Pela primeira vez, parece haver tratamento adequado, na página 116:
“...pelo que ainda antes do Bastos e do Serra regressarem de Lisboa , se apresentou para cumprir os cerca de dez meses em falta para o fim da comissão, o Subtenente Fuzileiro da Reserva Naval, Armando Santos Martins. Em meados de Janeiro, já com a Unidade recomposta e face à minha lesão, com ele a «jogar» no meu lugar...”
mls - Alguma consideração especial por se tratar de um oficial do mesmo Destacamento, substituto do autor ou por ter dedicado uma poesia à Unidade?
Ou ainda na página 129:
“...certificação que o havia de habilitar a ir pilotar um avião Dornier que prestava serviço em Metangula, oferta à Marinha da empresa Lusalite, propriedade da família do Manuel Abecassis, um oficial da Reserva Naval que comandava uma das lanchas do Lago Niassa, a “Júpiter”...”
mls - Deferência especial por ter em conta a oferta à Marinha?
Novamente na página 191:
“...Ao regressar a Moçambique, reencontrara na Escola de Fuzileiros o Frederico Rebelo (8.º CEORN), oficial miliciano da Reserva Naval, também chegado de uma longa comissão do leste de Angola...”
mls - O 2TEN FZ RN Frederico da Luz Rebelo, já falecido, oficial da Reserva Naval do mesmo curso que eu, 8.º CEORN, mereceria mais correcta referência, até tendo em conta o relacionamento de amizade havido com o autor.
Ainda na página 206:
“...No entanto, num certo dia em que eu entrava despreocupadamente num café onde era assíduo frequentador, ouviu da boca do João Reis, um subtenente miliciano que regressara há pouco do Lago Niassa...”
Notas finais:
– “O Anuário da Reserva Naval 1958 - 1975”, Lisboa, 1992, é uma co-autoria dos Comandantes Adelino Rodrigues da Costa e Manuel Pinto Machado, ambos do mesmo curso do autor de “O Quarto da Alva”, o curso Oliveira e Carmo da Escola Naval. Ao longo de 144 páginas esplana de forma clara, objectiva e pormenorizada, a necessidade que a Marinha teve de recorrer às Universidades para preencher a insuficiência de quadros de oficiais subalternos, exigência resultante do alargamento imposto pelo conflito armado que o país enfrentou então - a Guerra do Ultramar.
– Para quem leu aquele Anuário, correu os olhos pela listagem e ficou a conhecer a história resumida dos 1.712 Oficiais da Reserva Naval que integraram 25 cursos entre 1958 e 1975, tem sérias dificuldades em identificar algum deles como sendo um dos referidos ao longo das mais de três centenas de páginas, mais ou menos romanceadas de “O Quarto da Alva”, num modelo de escrita que, nas múltiplas referências à classe de Oficiais da Reserva Naval, se mostra leviano, depreciativo, subalternizante e até revelando pouco respeito pela própria Instituição onde, Personalidades de outro nível Cultural e Hierárquico, definiram as escolhas para a classe da Reserva Naval e o porquê dessas escolhas.
· · · · ·
- **TAREFAS A REALIZAR**
a - Responda a estas perguntas sobre o excerto:
(i) Quantos Oficiais da Reserva Naval integraram os 25 cursos entre 1958 e 1975?
(ii) Como se chamava a lancha do Lago Niassa comandada por Manuel Abecassis?
(iii) Que empresa ofereceu à Marinha o avião Dornier que prestava serviço em Metangula?
b - Converta as linhas dos registos numa lista JSON de strings, com uma string por linha e sem as linhas em branco.
O excerto e os registos provêm de fontes distintas.

- **REGISTOS GUARDADOS**
· · · · ·
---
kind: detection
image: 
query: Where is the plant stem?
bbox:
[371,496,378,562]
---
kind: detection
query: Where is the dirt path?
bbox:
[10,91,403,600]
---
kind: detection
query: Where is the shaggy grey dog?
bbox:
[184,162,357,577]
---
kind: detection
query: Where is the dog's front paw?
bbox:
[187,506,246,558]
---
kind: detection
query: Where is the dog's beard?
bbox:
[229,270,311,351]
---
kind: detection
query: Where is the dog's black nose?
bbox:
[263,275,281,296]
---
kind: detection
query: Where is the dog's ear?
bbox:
· · · · ·
- **RESPOSTAS DO EXERCÍCIO**
a -
(i) 1.712 oficiais.
(ii) "Júpiter".
(iii) A Lusalite.

b -
[
  "---",
  "kind: detection",
  "image: ",
  "query: Where is the plant stem?",
  "bbox:",
  "[371,496,378,562]",
  "---",
  "kind: detection",
  "query: Where is the dirt path?",
  "bbox:",
  "[10,91,403,600]",
  "---",
  "kind: detection",
  "query: Where is the shaggy grey dog?",
  "bbox:",
  "[184,162,357,577]",
  "---",
  "kind: detection",
  "query: Where is the dog's front paw?",
  "bbox:",
  "[187,506,246,558]",
  "---",
  "kind: detection",
  "query: Where is the dog's beard?",
  "bbox:",
  "[229,270,311,351]",
  "---",
  "kind: detection",
  "query: Where is the dog's black nose?",
  "bbox:",
  "[263,275,281,296]",
  "---",
  "kind: detection",
  "query: Where is the dog's ear?",
  "bbox:"
]